** What you need to do **
Format each line of the rows below as a Markdown table with the columns Number and Line, numbering the lines in order, omitting blank lines, and leaving the pictures out.

──────

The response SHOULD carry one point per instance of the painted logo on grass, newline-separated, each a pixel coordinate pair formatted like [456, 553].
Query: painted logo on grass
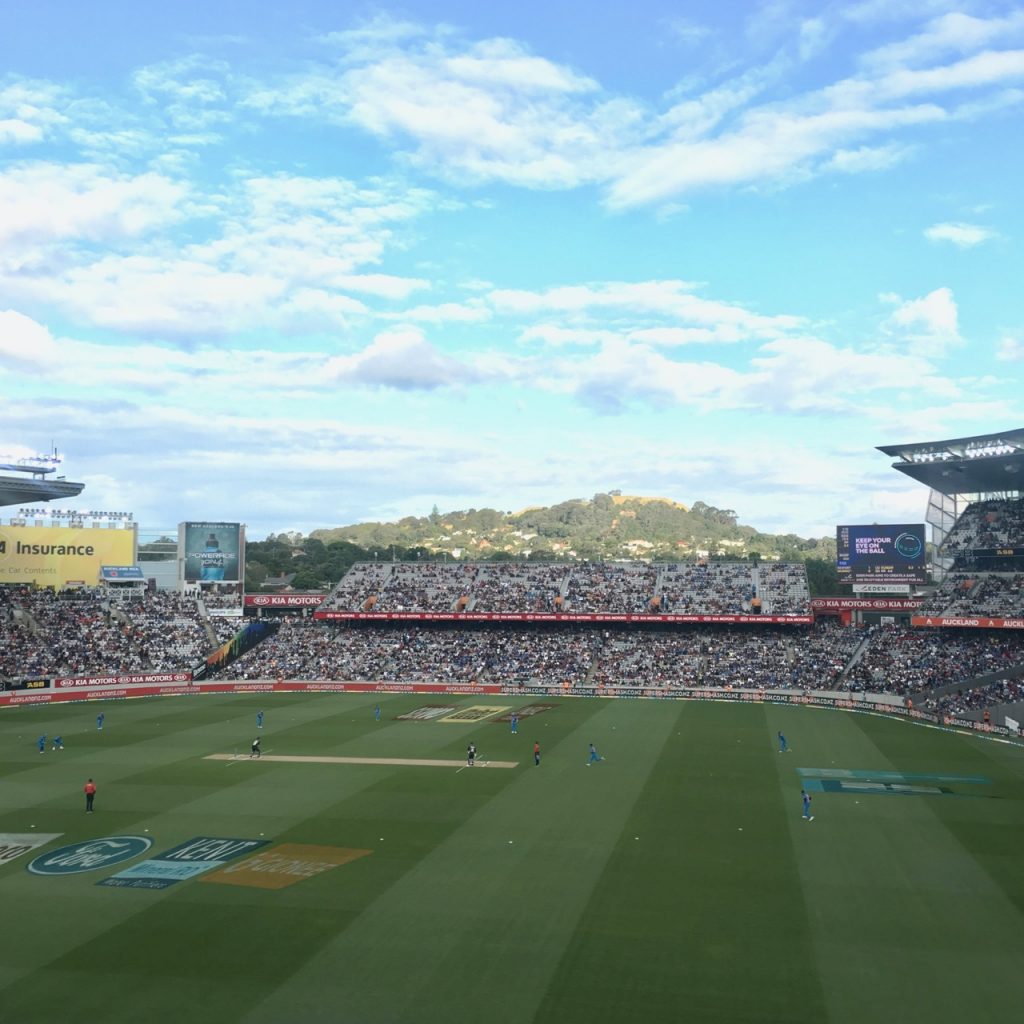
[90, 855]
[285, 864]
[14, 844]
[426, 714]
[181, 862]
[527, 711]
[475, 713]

──────

** Solved problem **
| Number | Line |
|---|---|
| 1 | The response SHOULD carry one point per instance of the painted logo on grass, newline-separated, each a pixel coordinate pair formatted like [456, 553]. |
| 2 | Query: painted logo on grass |
| 3 | [90, 855] |
| 4 | [285, 864] |
| 5 | [14, 844] |
| 6 | [426, 714] |
| 7 | [181, 862] |
| 8 | [527, 711] |
| 9 | [475, 713] |